YOUR TASKS:
• a. In the Onward excerpt, restate the passage between "Jesus didn’t hide" and "truth of Scripture.", inclusive, substituting "skepticism" for "cynicism".
• b. Answer these questions using the Onward excerpt:
(i) Which Bible passage does the excerpt quote?
(ii) Who wrote the book that the Bible study is based on?
(iii) What three examples are given of the strange biblical world?
• c. Write the next part of the Onward excerpt, beginning after its final sentence.

SELECTED EXCERPT:

The following is an except from Onward: Engaging the Culture Without Losing the Gospel, a six-session Bible study based on the book of the same title by Russell D. Moore. Both are available to order from lifeway.com.
The church is an alternative society, but the church is no isolated silo. Peter tells us the world is watching:
Beloved, I urge you as sojourners and exiles to abstain from the passions of the flesh, which wage war against your soul. Keep your conduct among the Gentiles honorable, so that when they speak against you as evildoers, they may see your good deeds and glorify God on the day of visitation.” —1 Peter 2:11-12
We cultivate churches that model, always imperfectly, the kingdom of God, and from that base we speak to the outside world about the priorities of that kingdom. We don’t simply advocate for the agenda of the kingdom; we embody it. We embody this kingdom message even though it may seem strange to the culture. And we continue engaging culture until the full strangeness of this message is heard.
Yes, often at the root of much of our engagement with culture lies an embarrassment about the oddity of this strange biblical world of talking snakes, parting seas, and empty graves. But without that distinctive strangeness, what’s Christianity for?
Jesus didn’t hide the oddity of the culture of the kingdom, and neither should we. Let’s listen to what our culture is saying, hearing beneath its cool veneer the fear of a people who know judgment day is coming because it’s written in their hearts (see Rom. 2:15-16). Let’s listen beneath the cynicism to the longings expressed in the culture, longings that can be fulfilled only in the reign of a Nazarene carpenter-king. Let’s help them deconstruct the nonsense they’re espousing and replace it with the truth of Scripture.

GIVEN DATA:
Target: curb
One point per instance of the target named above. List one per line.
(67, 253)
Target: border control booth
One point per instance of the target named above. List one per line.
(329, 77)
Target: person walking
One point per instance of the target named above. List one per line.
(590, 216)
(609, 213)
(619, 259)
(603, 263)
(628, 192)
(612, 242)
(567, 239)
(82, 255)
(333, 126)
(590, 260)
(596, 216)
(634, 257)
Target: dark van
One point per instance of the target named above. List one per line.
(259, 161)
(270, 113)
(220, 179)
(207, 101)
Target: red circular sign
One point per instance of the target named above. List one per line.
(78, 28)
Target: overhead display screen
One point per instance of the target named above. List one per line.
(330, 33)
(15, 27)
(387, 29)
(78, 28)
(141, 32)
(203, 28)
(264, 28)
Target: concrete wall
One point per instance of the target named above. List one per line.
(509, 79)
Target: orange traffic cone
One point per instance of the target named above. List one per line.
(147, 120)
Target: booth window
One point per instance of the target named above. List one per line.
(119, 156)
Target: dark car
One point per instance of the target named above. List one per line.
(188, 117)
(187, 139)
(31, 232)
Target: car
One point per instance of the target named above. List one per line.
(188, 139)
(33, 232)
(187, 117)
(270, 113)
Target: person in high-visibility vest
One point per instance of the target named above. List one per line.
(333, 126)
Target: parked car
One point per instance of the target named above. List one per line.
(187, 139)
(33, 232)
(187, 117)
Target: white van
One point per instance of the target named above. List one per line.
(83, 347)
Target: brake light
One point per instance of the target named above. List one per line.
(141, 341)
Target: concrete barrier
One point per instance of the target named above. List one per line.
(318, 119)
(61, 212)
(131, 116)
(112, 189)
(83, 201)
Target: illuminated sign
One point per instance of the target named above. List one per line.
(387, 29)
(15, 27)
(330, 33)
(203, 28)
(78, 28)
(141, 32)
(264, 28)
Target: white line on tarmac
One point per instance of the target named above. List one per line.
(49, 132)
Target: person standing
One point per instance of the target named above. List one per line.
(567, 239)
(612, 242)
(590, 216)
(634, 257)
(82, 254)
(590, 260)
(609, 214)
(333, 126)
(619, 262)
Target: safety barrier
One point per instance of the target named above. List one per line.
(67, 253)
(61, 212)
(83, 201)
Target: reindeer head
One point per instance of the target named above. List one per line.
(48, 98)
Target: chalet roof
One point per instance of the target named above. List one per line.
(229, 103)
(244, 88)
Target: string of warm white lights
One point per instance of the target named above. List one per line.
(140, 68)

ANSWERS TO THE TASKS:
• a.
Jesus didn’t hide the oddity of the culture of the kingdom, and neither should we. Let’s listen to what our culture is saying, hearing beneath its cool veneer the fear of a people who know judgment day is coming because it’s written in their hearts (see Rom. 2:15-16). Let’s listen beneath the skepticism to the longings expressed in the culture, longings that can be fulfilled only in the reign of a Nazarene carpenter-king. Let’s help them deconstruct the nonsense they’re espousing and replace it with the truth of Scripture.

• b.
(i) 1 Peter 2:11-12
(ii) Russell D. Moore
(iii) Talking snakes, parting seas, and empty graves

• c.
And there’s more than just communicating the gospel. Let’s live together in churches that call our neighbors to consider the justice and righteousness they see demonstrated among us. Let’s witness—albeit imperfectly and waveringly—to what the whole universe will look like one day. Let’s groan at the wreckage all around us, in this world of divorce courts and abortion clinics and gas chambers, and let’s pray for the day when Christ returns and makes everything right.
Let’s show in the makeup and ministry and witness of our congregations what matters—and who matters—in the long run. Let’s confront culture with the gospel, in all its strangeness, both inside and outside the church. And let’s model what happens to a culture when the kingdom interrupts us on our way to where we’d go if we were mapping this out on our own.
Let’s not merely advocate for causes; let’s embody a kingdom. Let’s not aspire to be a moral majority but a gospel community, one that doesn’t exist for itself but for the larger mission of reaching the whole world with the whole gospel.
That sort of kingdom-first cultural engagement drives us not inward but onward.
Excerpted from Russell Moore, Onward Bible Study. © 2015 Lifeway Press. Used by permission.